**WORK ORDER A:** Retype the blog excerpt word for word, beginning at the words "Keyword Density Analyzer." and stopping after "your grammar questions.".
**WORK ORDER B:** Extend the blog post on free writing resources, picking up after its final sentence.

**PASSAGE SHOWN:**
# # # #

We came home. We enjoyed the gorgeous afternoon, and then I took a nap. A nice day. Not ideal, but nice. Nice enough.

How was your weekend? Did you get to celebrate at all?

Friday, March 16, 2012

Writerly Resources

Had a fantastic webinar session yesterday! We covered a lot of ground, and there's a lot more to cover in our next session. It's not too late for you to join -- we recorded this session, and we'll have handouts at the end.

Oh, happy day! Tomorrow is my favorite day of the year (Faith and Begorrah!), and it's the sixth anniversary of this blog. Because I started this blog with little direction and my own career was still unsteady, I thought it appropriate to celebrate my blog-iversary with some of the neatest resources out there for writers. Free resources. Fantastic information that can help you build, rebuild, or redirect your business and increase your potential.

Here are some of my favorite online resources:

Power Words for Business Writing. This is why you should be following Cathy Miller's every move. She provides a great list of words to help you ramp up your copy.

Freelance Hourly Rate Calculator. Jenn Mattern's tried-and-true calculator is a must for any writer trying to determine their hourly rate.

Keyword Density Analyzer. Have I mentioned how fantabulous Jenn Mattern is? Here she's gone so far as to create a tool that helps us understand SEO, or at least apply it without having to think about it.

25 Must-Read Best Copywriting & Marketing Books. I've been a Lorraine Thompson fan for a while. This list includes a couple of personal favorites.

SEO Your Website. Sharon Hurley Hall gives us a free, easy-to-follow guide that boosts website visibility. Plus she's just darned nice.

Purdue Online Writing Lab. Probably one of the best resource sites for professional writers, the topics range from audience analysis to style points.

Guide to Grammar and Style. An online user's guide, written by Jack Lynch, that answers nearly all of your grammar questions.

What are your favorite free resources?

And more importantly, how are you spending St. Paddy's Day?

# # # #

**DATA SUPPLIED:**
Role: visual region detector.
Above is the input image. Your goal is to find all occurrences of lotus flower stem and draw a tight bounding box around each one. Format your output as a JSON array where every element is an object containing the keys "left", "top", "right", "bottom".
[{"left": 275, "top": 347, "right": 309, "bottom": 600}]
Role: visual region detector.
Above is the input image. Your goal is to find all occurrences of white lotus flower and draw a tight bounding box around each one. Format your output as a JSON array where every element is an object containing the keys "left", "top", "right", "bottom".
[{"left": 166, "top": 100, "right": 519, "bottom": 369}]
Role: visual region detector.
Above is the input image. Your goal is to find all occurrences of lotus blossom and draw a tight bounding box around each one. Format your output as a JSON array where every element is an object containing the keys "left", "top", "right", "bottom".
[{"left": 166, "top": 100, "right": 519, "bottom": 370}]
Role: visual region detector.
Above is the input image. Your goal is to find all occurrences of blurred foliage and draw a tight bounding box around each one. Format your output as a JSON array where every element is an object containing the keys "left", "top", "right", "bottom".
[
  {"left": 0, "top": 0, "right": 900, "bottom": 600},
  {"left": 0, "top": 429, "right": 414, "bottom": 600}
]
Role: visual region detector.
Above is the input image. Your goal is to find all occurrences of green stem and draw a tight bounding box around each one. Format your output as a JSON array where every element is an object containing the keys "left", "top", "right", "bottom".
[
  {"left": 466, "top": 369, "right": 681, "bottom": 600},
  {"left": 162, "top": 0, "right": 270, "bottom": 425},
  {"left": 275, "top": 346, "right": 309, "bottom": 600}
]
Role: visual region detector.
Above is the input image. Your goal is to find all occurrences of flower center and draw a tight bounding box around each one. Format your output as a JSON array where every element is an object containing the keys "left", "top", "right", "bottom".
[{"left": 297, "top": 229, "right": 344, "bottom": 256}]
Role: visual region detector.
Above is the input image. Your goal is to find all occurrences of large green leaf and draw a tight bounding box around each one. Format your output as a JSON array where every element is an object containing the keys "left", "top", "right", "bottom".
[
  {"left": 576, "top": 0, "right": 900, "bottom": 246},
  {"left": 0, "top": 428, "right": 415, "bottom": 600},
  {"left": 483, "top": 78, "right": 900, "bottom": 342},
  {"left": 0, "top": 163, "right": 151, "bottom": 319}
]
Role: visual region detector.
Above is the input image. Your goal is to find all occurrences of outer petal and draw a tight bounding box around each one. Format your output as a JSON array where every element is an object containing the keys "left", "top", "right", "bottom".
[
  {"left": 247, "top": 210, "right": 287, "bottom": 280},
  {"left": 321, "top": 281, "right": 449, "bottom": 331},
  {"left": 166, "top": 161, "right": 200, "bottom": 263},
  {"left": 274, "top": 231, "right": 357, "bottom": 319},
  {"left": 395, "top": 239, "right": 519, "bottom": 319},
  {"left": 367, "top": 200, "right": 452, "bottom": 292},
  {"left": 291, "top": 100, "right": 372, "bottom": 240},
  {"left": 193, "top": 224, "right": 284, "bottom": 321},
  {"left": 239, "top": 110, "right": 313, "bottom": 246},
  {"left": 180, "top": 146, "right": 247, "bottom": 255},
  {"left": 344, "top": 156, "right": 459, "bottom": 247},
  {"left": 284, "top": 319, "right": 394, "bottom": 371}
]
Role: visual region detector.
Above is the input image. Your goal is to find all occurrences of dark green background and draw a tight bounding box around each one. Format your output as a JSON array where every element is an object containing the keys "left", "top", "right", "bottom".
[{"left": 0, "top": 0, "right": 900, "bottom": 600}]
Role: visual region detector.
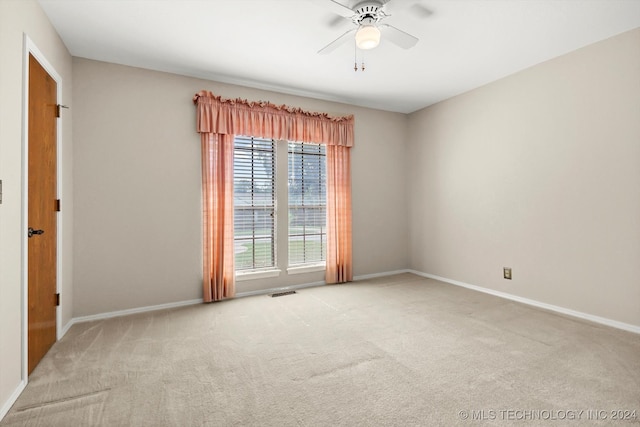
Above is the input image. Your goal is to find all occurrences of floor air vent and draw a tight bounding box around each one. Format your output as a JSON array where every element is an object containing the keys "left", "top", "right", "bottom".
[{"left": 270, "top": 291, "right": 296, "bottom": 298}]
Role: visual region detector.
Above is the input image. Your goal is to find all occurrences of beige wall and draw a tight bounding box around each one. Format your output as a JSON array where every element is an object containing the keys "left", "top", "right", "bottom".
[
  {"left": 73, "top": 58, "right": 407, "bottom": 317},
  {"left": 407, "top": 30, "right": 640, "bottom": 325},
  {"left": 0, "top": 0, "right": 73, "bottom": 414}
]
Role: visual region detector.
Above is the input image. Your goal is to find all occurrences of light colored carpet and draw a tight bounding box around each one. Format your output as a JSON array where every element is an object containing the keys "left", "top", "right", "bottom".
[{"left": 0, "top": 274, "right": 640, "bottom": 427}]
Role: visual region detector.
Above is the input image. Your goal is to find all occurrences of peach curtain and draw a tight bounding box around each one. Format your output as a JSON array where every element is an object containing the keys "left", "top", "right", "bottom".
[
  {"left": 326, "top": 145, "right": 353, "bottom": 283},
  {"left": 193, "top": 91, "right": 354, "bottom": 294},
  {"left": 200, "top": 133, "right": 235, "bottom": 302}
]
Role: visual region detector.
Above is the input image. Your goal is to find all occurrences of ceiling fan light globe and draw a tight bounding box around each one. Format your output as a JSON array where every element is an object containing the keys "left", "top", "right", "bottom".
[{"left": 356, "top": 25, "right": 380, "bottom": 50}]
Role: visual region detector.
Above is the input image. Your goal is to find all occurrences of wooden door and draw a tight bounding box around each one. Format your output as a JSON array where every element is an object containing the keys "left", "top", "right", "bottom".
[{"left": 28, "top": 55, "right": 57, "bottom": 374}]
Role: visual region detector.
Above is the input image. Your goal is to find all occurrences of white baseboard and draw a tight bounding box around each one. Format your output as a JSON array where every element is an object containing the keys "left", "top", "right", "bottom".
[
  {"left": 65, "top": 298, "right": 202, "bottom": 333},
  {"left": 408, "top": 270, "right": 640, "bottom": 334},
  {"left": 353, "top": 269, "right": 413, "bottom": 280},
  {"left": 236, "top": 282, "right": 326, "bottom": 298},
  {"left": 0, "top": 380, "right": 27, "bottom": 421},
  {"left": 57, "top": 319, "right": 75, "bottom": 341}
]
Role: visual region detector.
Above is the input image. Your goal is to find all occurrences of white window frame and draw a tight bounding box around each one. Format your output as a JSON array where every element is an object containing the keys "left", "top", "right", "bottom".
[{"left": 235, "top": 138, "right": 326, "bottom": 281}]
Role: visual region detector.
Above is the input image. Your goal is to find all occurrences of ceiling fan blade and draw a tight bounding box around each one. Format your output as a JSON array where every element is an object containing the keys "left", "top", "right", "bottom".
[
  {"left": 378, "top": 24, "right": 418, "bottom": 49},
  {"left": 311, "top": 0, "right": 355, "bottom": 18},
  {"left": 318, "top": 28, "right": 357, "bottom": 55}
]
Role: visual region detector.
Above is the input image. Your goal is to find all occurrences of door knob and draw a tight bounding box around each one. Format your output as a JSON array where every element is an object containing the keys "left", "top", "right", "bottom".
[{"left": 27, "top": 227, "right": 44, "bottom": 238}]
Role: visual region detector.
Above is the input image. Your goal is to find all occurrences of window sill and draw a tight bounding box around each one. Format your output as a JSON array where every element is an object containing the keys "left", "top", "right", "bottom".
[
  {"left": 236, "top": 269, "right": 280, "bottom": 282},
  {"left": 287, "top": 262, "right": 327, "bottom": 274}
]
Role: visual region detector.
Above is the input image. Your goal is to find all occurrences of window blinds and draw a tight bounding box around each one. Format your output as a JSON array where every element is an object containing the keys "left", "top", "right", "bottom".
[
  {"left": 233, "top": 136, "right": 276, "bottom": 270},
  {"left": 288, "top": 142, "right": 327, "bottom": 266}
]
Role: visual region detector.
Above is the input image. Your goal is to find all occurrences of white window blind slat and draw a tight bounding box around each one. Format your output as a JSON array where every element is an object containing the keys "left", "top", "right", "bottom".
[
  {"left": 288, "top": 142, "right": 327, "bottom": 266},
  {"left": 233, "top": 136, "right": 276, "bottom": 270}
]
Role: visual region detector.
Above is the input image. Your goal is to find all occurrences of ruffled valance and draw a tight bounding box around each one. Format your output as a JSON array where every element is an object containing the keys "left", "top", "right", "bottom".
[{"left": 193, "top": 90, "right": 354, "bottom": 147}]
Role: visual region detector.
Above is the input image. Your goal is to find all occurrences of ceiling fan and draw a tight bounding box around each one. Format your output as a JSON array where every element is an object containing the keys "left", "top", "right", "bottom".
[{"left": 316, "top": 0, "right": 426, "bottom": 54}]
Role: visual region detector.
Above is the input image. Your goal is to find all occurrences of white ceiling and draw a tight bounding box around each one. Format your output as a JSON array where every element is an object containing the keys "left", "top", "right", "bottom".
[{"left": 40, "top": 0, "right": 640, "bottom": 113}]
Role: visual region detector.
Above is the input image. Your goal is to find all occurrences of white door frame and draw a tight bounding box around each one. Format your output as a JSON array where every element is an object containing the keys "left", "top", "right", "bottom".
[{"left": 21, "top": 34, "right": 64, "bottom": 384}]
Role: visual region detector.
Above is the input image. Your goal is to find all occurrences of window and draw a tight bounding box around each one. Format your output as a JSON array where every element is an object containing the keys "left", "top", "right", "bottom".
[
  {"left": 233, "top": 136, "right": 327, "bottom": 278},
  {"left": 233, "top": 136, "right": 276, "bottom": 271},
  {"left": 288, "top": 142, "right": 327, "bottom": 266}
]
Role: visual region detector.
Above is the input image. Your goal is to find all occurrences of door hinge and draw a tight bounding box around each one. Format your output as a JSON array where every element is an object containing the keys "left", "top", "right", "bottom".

# # # #

**YOUR RESPONSE A:**
Keyword Density Analyzer. Have I mentioned how fantabulous Jenn Mattern is? Here she's gone so far as to create a tool that helps us understand SEO, or at least apply it without having to think about it.

25 Must-Read Best Copywriting & Marketing Books. I've been a Lorraine Thompson fan for a while. This list includes a couple of personal favorites.

SEO Your Website. Sharon Hurley Hall gives us a free, easy-to-follow guide that boosts website visibility. Plus she's just darned nice.

Purdue Online Writing Lab. Probably one of the best resource sites for professional writers, the topics range from audience analysis to style points.

Guide to Grammar and Style. An online user's guide, written by Jack Lynch, that answers nearly all of your grammar questions.

**YOUR RESPONSE B:**
Thursday, March 15, 2012

What We Don't Do -- Redux

Good day yesterday. I negotiated a fair contract with a new client and I turned down a client project that I simply don't have time or energy for. I got a few appointments lined up for the upcoming trade show, and I started on the new client project. It was a glorious, sunny day, so I opted to head out in the car -- roof down -- to the doctor appointments. If I'm going there anyway, I might as well enjoy it.

I'll be busy this morning on the client project and then this afternoon on the Trade Magazine Webinar with Anne. Join us! The webinar is a 3 pm PDT / 6 pm EDT. Happy to have you.

Because I'm busy, I thought I'd recycle one of my previous posts. Sometimes they remain relevant or they become relevant because of what's happening currently in your career. Since I've been hit with a few of these questions lately, I thought it wise to bring them up again. I've also added one to the mix because it seems to come up endlessly.

What We Don't Do

An open letter to clients -

Dear Clients:

We writers love you. We appreciate the trust you place in us every time you hand us your projects and agree to pay for a higher level of service. We do that, too. We match your project needs with your voice, your intended message, and your audience. With your help, we're able to give you what you need.

However, there are limits to what we can do for you. Let's talk about those for a minute.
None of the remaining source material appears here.